-- START --
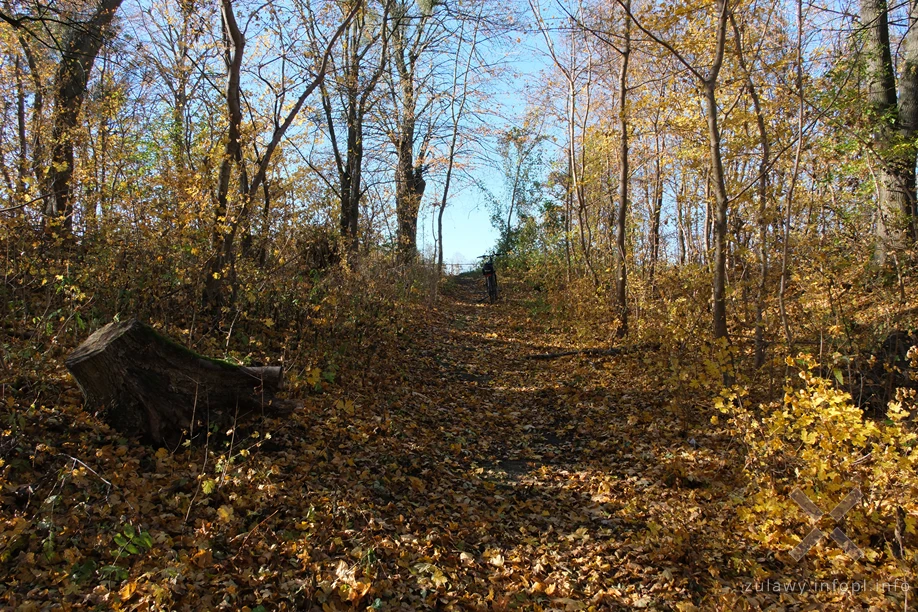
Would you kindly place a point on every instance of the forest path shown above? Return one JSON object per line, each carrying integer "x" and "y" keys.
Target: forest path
{"x": 514, "y": 482}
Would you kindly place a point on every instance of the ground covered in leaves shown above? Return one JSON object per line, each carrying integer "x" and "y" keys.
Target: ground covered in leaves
{"x": 449, "y": 471}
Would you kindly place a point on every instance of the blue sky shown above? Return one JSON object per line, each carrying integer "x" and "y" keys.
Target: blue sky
{"x": 467, "y": 229}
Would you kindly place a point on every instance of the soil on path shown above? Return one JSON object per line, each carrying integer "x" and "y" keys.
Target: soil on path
{"x": 489, "y": 481}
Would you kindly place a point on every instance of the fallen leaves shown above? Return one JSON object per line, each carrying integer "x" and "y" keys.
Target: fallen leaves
{"x": 451, "y": 474}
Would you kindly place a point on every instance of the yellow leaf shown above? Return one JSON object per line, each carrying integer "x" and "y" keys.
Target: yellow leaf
{"x": 128, "y": 590}
{"x": 225, "y": 513}
{"x": 417, "y": 483}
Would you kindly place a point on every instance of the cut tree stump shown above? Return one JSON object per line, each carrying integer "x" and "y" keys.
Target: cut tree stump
{"x": 149, "y": 386}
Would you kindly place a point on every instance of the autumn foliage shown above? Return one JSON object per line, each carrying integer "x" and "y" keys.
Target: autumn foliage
{"x": 703, "y": 343}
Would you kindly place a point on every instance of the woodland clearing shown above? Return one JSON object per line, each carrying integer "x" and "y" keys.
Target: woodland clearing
{"x": 446, "y": 472}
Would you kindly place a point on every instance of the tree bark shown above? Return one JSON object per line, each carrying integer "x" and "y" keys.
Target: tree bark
{"x": 410, "y": 168}
{"x": 81, "y": 45}
{"x": 895, "y": 122}
{"x": 147, "y": 385}
{"x": 621, "y": 277}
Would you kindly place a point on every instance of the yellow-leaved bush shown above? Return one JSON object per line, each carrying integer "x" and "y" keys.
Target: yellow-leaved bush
{"x": 817, "y": 440}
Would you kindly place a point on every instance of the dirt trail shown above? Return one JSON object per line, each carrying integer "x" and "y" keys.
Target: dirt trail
{"x": 521, "y": 482}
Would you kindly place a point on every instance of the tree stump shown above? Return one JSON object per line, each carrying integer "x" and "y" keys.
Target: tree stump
{"x": 149, "y": 386}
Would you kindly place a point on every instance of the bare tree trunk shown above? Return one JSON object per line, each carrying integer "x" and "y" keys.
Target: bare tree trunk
{"x": 895, "y": 125}
{"x": 720, "y": 183}
{"x": 81, "y": 45}
{"x": 621, "y": 277}
{"x": 761, "y": 195}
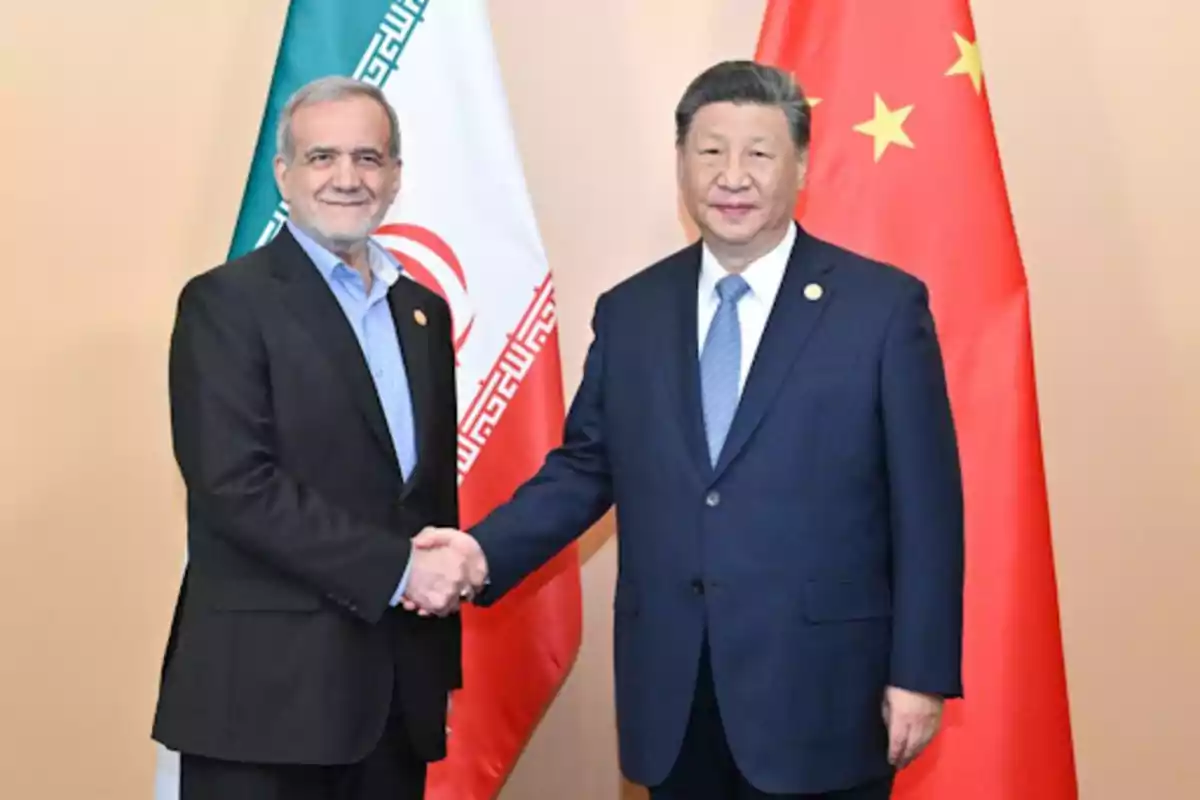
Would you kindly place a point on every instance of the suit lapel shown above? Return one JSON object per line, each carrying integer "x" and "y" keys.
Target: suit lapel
{"x": 412, "y": 325}
{"x": 681, "y": 367}
{"x": 792, "y": 319}
{"x": 311, "y": 301}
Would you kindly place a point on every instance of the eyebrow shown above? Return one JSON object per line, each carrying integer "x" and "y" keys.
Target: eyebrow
{"x": 324, "y": 150}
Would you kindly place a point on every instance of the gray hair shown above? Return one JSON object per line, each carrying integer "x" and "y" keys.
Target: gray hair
{"x": 324, "y": 90}
{"x": 747, "y": 82}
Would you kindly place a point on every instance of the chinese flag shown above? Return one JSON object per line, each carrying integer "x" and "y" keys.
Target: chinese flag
{"x": 905, "y": 169}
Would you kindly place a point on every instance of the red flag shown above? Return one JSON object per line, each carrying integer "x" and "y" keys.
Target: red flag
{"x": 905, "y": 169}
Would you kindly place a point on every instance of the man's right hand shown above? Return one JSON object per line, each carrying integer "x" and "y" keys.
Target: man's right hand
{"x": 438, "y": 579}
{"x": 450, "y": 546}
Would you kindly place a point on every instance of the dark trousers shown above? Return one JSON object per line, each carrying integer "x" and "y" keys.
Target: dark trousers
{"x": 705, "y": 769}
{"x": 390, "y": 773}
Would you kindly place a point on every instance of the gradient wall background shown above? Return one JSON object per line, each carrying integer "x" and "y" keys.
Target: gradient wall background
{"x": 127, "y": 127}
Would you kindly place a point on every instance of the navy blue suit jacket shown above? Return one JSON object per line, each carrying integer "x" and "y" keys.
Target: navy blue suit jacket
{"x": 822, "y": 557}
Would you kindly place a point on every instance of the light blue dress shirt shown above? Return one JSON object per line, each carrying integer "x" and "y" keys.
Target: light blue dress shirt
{"x": 370, "y": 316}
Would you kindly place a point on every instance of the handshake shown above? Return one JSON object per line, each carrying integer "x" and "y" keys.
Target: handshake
{"x": 448, "y": 566}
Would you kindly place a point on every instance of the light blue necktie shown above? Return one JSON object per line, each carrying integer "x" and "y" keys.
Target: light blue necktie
{"x": 720, "y": 364}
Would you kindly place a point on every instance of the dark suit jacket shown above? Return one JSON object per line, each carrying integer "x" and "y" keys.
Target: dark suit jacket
{"x": 822, "y": 557}
{"x": 283, "y": 648}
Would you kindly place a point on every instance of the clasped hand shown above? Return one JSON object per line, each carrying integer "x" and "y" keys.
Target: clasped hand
{"x": 448, "y": 567}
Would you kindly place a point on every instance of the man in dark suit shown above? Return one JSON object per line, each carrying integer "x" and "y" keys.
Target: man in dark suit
{"x": 769, "y": 415}
{"x": 313, "y": 413}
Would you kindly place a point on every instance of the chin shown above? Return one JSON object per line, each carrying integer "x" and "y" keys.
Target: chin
{"x": 345, "y": 235}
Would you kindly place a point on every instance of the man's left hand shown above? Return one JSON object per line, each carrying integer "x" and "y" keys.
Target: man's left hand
{"x": 912, "y": 719}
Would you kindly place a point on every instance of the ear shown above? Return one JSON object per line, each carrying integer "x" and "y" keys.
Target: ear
{"x": 281, "y": 172}
{"x": 802, "y": 169}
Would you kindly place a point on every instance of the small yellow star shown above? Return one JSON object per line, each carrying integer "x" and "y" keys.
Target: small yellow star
{"x": 969, "y": 62}
{"x": 886, "y": 127}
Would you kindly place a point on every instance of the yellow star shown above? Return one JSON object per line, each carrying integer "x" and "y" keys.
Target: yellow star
{"x": 886, "y": 127}
{"x": 969, "y": 62}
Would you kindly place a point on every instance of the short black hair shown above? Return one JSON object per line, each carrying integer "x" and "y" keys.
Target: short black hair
{"x": 747, "y": 82}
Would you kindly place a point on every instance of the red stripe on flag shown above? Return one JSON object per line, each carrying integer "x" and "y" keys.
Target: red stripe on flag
{"x": 906, "y": 78}
{"x": 517, "y": 653}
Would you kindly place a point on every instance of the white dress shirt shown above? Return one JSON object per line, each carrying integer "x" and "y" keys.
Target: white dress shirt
{"x": 765, "y": 276}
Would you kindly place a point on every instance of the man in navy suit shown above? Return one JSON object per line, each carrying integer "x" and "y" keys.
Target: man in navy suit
{"x": 768, "y": 413}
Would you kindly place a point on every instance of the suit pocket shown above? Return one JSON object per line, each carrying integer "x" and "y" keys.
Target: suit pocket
{"x": 843, "y": 601}
{"x": 257, "y": 596}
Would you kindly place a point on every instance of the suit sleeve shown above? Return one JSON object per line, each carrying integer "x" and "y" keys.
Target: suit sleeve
{"x": 225, "y": 441}
{"x": 925, "y": 487}
{"x": 570, "y": 492}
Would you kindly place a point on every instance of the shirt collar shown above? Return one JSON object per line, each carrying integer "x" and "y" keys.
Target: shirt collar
-- END --
▶ Exercise brief
Pull out every line from the one with "the suit pocket" to the end of the listing, and output only those.

▶ Solved exercise
Would you kindly place a point on every instance of the suit pocket shown above? Return one JSON object per line, each carrying integer "x" and "y" keys.
Target: suit pocket
{"x": 843, "y": 601}
{"x": 257, "y": 596}
Would you kindly place a point on every instance of the suit sleeve shown above? Return one JSON object per line, each carrying integer "x" and "y" keys.
Target: suit sleeve
{"x": 225, "y": 441}
{"x": 925, "y": 487}
{"x": 570, "y": 492}
Would you kindly place a point on every instance of the shirt collar shown above? Return one JSON object per line, each carrying integer "x" and "y" keys.
Target: shirt collar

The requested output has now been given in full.